● **Exercise description**:
Report each line of the items below that contains the string "grass", copying every such line in full.

═══ Material provided ═══

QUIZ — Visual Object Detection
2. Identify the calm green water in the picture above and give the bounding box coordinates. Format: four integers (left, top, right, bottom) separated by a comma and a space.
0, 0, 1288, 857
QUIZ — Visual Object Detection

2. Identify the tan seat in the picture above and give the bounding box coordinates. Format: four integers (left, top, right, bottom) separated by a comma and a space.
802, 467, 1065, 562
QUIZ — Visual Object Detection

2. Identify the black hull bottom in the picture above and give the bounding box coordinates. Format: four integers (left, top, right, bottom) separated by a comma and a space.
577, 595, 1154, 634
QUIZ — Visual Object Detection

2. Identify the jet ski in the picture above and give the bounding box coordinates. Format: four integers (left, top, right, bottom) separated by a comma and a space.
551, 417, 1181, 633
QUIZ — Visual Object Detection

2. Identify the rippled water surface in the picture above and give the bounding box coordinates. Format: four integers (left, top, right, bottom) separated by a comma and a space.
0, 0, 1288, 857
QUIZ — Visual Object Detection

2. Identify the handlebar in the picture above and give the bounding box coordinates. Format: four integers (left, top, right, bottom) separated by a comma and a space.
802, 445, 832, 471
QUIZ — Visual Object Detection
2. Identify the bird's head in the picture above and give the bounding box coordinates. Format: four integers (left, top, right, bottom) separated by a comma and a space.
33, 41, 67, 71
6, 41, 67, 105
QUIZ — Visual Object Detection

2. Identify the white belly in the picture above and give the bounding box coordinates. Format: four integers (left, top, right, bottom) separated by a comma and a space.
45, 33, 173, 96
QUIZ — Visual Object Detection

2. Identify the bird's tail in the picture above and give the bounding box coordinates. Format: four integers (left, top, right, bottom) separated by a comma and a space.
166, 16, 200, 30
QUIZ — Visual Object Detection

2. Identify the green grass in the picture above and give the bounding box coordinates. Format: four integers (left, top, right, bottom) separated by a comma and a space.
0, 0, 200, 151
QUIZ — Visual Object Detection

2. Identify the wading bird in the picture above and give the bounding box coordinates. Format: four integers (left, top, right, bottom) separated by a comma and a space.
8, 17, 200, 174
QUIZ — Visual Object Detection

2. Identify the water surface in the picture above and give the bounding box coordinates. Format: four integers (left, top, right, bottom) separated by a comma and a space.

═══

● **Task response**:
2. Identify the green grass in the picture above and give the bounding box coordinates. Format: four integers (left, top, right, bottom) separated by a comma and a space.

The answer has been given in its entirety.